(Source data Opens)

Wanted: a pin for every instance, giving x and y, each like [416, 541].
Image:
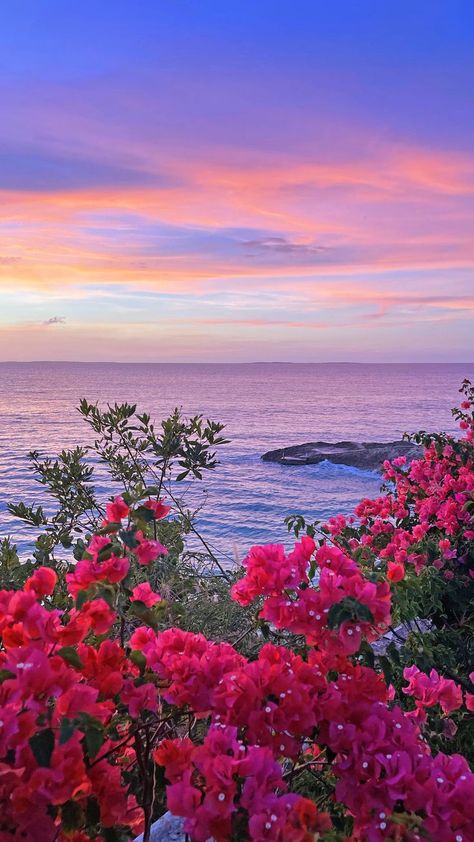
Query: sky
[237, 180]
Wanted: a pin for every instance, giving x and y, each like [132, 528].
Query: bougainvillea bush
[330, 728]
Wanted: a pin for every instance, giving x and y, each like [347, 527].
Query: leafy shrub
[324, 728]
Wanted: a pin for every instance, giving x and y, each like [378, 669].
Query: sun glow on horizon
[165, 194]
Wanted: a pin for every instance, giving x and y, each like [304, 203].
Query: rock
[168, 828]
[364, 455]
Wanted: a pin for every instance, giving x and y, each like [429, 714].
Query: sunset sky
[243, 180]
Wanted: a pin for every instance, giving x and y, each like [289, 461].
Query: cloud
[34, 170]
[282, 246]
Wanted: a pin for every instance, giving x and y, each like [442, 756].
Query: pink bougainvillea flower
[117, 510]
[42, 582]
[147, 549]
[145, 594]
[159, 509]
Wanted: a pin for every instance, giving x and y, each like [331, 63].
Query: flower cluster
[97, 712]
[68, 697]
[334, 608]
[211, 784]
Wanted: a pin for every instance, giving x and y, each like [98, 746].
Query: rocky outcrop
[364, 455]
[167, 829]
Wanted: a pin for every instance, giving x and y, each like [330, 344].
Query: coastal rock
[167, 829]
[364, 455]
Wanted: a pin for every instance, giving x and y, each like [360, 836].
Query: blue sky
[285, 180]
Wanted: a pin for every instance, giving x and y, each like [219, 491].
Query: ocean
[264, 406]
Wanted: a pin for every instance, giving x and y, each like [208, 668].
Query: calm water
[263, 406]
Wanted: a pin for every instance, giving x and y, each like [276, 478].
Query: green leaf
[42, 746]
[138, 658]
[70, 656]
[92, 811]
[66, 730]
[94, 737]
[72, 816]
[128, 538]
[140, 610]
[348, 609]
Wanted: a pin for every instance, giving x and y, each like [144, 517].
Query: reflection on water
[264, 407]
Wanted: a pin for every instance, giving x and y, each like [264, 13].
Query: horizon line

(Source data Closes)

● **Exercise prompt**: Could you copy exactly the line containing "Query: green leaf" and each line after it through the end of the records, and nothing else?

● **Result of the exercise**:
Query: green leaf
[42, 746]
[138, 658]
[70, 656]
[92, 811]
[66, 730]
[94, 737]
[72, 816]
[128, 538]
[140, 610]
[348, 609]
Wanted: a pin for every instance, giving x and y, each like [144, 517].
Query: reflection on water
[264, 407]
Wanted: a pin for every instance, giving x and y, each like [264, 13].
Query: horizon line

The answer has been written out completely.